At the recent meeting of the Parliamentary Labour Party (PLP), MPs were reminded by Labour’s campaign chief, Jon Trickett, that the elections we face in May are by far the most significant nationwide contests to occur before 2020. Trickett said: “Everyone everywhere will have a vote for something.”
A year after a painful general election defeat for Labour, the party faces big tests in the Scottish Parliament, Welsh Assembly, Mayoral contests – including in London, Police and Crime Commissioner elections and, of course, in local government elections across the country. Much has been made about recent opinion polls and leadership ratings but, in May, Labour will know definitively what trajectory we’re on.
Local elections in particular are always an important opportunity for opposition parties to make inroads against the government of the day. Labour analysis of local election results going back to 1974, reported recently by Politics Home, shows that opposition parties nearly always make huge gains in local elections in non-general election years.
In their first year as leaders of the opposition, Michael Foot, Neil Kinnock, John Smith, Tony Blair and Ed Miliband all made gains against the Tories in local elections. The same is true for all Tory leaders of the opposition. In fact, average gains for new leaders of the opposition – whether Labour or Conservative – are 515 seats. This figure increases to 526 for opposition leaders who then went on to win a general election victory.

════════

**Required tasks**:
A – Reproduce the part of the article on Labour's May elections starting with "A year after" and going on through "trajectory we’re on.", with no changes.
B – Which lines of the records contain the word "office"? Pull out each of them in full, treating case as significant.
The article on Labour's May elections has no connection to the records.

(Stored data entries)
════════

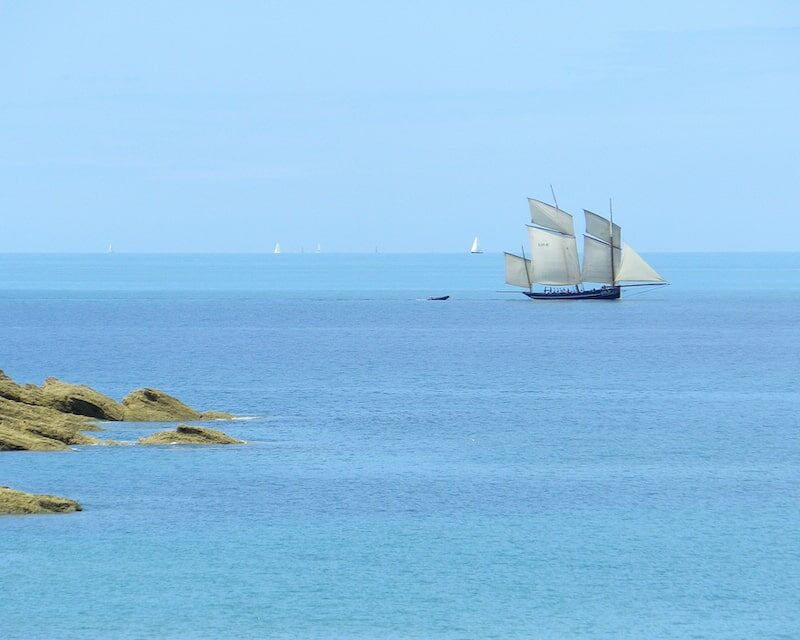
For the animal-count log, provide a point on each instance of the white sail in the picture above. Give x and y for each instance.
(596, 261)
(602, 228)
(549, 217)
(633, 268)
(518, 271)
(555, 257)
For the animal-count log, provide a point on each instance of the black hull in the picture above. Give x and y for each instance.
(604, 293)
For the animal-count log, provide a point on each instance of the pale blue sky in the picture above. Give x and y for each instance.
(413, 126)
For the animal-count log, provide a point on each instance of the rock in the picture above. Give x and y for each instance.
(35, 428)
(14, 502)
(80, 400)
(185, 434)
(153, 405)
(12, 439)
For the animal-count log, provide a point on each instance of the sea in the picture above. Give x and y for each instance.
(482, 467)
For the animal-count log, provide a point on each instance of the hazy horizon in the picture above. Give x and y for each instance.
(188, 127)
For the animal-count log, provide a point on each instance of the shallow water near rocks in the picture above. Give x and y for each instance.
(485, 467)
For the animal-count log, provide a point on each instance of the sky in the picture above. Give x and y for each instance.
(410, 127)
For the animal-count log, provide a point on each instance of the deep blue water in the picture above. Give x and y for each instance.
(486, 467)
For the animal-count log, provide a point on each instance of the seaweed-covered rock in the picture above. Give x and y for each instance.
(79, 400)
(13, 502)
(153, 405)
(185, 434)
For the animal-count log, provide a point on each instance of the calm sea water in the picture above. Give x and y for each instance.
(486, 467)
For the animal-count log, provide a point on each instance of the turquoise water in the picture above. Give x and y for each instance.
(487, 467)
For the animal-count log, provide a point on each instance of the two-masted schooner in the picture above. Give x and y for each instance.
(607, 261)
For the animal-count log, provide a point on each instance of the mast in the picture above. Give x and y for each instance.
(527, 273)
(554, 195)
(611, 233)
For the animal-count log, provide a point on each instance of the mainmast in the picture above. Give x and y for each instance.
(611, 234)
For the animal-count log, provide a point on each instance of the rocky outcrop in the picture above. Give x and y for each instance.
(185, 434)
(14, 502)
(35, 428)
(80, 400)
(153, 405)
(53, 416)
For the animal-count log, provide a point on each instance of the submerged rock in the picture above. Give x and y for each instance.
(185, 434)
(153, 405)
(13, 502)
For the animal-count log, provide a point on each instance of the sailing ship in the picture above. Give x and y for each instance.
(607, 261)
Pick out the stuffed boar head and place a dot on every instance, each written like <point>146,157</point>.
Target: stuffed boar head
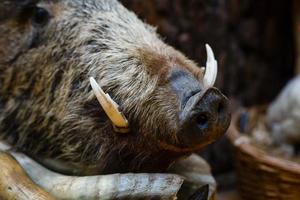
<point>156,105</point>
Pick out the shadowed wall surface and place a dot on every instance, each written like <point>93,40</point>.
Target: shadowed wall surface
<point>253,42</point>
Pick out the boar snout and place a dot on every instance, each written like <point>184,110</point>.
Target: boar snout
<point>204,118</point>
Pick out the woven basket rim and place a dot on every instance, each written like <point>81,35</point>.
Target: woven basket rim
<point>260,155</point>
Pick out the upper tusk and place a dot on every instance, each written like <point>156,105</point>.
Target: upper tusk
<point>211,70</point>
<point>110,107</point>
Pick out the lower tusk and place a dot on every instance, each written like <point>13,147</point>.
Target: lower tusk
<point>111,108</point>
<point>211,69</point>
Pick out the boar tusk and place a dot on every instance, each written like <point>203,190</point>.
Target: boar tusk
<point>211,69</point>
<point>111,108</point>
<point>15,183</point>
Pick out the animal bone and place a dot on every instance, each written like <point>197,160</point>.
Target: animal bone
<point>15,183</point>
<point>211,69</point>
<point>283,114</point>
<point>111,108</point>
<point>116,186</point>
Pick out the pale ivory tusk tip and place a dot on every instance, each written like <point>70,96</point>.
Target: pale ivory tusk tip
<point>211,70</point>
<point>110,107</point>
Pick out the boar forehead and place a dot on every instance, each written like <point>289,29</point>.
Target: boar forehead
<point>46,91</point>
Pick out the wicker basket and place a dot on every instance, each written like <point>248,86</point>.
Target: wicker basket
<point>262,176</point>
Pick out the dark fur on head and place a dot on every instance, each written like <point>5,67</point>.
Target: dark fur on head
<point>47,107</point>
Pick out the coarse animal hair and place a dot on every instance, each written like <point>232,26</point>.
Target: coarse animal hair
<point>47,107</point>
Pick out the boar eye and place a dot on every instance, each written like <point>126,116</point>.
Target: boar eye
<point>41,16</point>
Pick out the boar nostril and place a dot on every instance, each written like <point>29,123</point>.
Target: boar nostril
<point>202,121</point>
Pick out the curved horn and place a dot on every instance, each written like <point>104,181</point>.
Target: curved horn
<point>211,69</point>
<point>111,108</point>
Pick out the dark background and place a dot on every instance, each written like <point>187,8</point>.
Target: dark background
<point>253,42</point>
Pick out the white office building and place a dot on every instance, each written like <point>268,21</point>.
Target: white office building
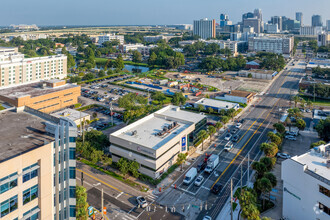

════════

**Answers for this exercise**:
A –
A year after a painful general election defeat for Labour, the party faces big tests in the Scottish Parliament, Welsh Assembly, Mayoral contests – including in London, Police and Crime Commissioner elections and, of course, in local government elections across the country. Much has been made about recent opinion polls and leadership ratings but, in May, Labour will know definitively what trajectory we’re on.

B –
Pick out the white office building and place a dot on every instance, each written like <point>268,21</point>.
Target: white office building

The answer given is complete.